There is material below. Print exactly the lines starting at the line with "Target: woman with long brown hair" and ending at the line with "Target: sparkling wine in glass", ends included, and no others.

RECORDED DATA —
"""
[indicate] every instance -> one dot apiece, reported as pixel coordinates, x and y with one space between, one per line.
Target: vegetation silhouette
"""
"""
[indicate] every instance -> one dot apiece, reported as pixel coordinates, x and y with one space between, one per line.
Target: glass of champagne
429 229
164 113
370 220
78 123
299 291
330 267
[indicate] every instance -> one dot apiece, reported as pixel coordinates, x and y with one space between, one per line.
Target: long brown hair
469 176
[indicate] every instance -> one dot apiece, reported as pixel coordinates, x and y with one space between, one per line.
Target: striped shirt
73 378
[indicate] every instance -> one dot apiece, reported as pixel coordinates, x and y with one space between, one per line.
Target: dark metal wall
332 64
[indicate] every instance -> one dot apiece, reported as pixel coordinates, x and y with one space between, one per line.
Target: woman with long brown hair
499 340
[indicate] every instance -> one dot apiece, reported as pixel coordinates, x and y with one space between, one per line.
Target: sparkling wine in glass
"""
PROBLEM SOLUTION —
Target: woman with long brown hair
499 340
[indicate] every instance -> one dot apiece, reported as pixel coordinates, x and y with one space between, one per line.
Target: sparkling wine in glass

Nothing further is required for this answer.